→ **EXERCISE DESCRIPTION**:
Print all of the lines below word for word, without the picture.

→ **RAW RECORDS**:
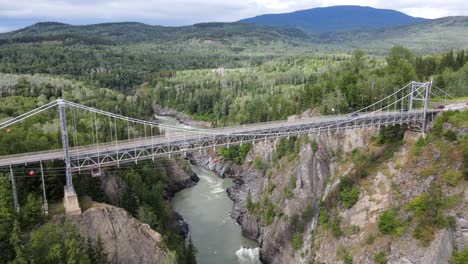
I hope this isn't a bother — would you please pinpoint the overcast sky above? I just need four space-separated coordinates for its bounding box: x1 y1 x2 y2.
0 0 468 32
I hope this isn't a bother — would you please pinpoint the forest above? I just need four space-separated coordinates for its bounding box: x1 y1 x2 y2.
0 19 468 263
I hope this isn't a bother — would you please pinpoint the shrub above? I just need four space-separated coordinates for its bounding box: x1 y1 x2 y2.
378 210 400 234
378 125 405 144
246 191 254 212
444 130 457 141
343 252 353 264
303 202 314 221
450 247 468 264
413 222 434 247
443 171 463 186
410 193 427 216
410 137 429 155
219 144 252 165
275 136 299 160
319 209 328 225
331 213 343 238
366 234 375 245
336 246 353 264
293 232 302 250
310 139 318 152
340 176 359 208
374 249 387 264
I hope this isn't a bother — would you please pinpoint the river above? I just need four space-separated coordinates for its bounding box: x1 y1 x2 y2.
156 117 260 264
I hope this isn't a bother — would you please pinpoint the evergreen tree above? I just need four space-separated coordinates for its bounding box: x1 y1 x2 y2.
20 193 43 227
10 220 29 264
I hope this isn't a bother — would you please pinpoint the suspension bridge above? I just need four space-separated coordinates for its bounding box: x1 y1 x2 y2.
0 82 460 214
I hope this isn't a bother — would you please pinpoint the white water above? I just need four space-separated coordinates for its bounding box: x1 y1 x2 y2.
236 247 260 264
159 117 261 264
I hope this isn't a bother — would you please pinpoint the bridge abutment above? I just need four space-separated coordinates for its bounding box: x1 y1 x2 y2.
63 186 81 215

→ **RESULT OF THE EXERCISE**:
I hope this isn't a bother — would you please pinpoint the overcast sky above? I just need four space-separated coordinates for its bounding box: x1 y1 x2 y2.
0 0 468 32
I hope this isn't a bother — would you please pinpoint the forest above? I just need four space-separated coordinates for its bounding box: x1 y1 x2 y2.
0 19 468 263
I hope this isn't a bother — would you please pinpoint the shrub above? I just need four space-separated coordinates for its bounding box: x1 y1 x2 y2.
378 210 400 234
378 125 405 144
246 191 254 212
444 130 457 141
343 252 353 264
303 202 314 221
450 247 468 264
413 222 434 247
443 171 463 186
410 193 427 216
410 137 429 155
219 144 252 165
275 136 299 160
319 209 328 225
331 213 343 238
366 234 375 245
336 246 353 264
293 232 302 250
310 139 318 152
340 176 359 208
374 249 387 264
I hope this isn't a bother — would you please pinpoint the river above? I just need four space-separated coordinates for its bounding box: x1 y1 x2 y2.
156 117 260 264
I hope this isn't a bother — would you please pinpoint the evergreen tree above? I just need four space-separated coordinates for its bounding box: x1 y1 x2 y2.
20 193 43 227
10 220 29 264
I hope this isn't a bother — would you please pinpoint the suspension bridge above? I just need four space-separated coordinates for its bounding box: x1 y1 x2 y2.
0 82 460 214
I hope this isn't a bother — would you please pinpoint the white water above? I just need four space-separated coordinates for its bounding box: x1 y1 x2 y2.
236 247 260 264
159 117 261 264
I hope this isn't a bother — would you please pinpoint the bridge abutment above? I just need four space-separated coordinates for its bounding box: x1 y1 x2 y2.
63 186 81 215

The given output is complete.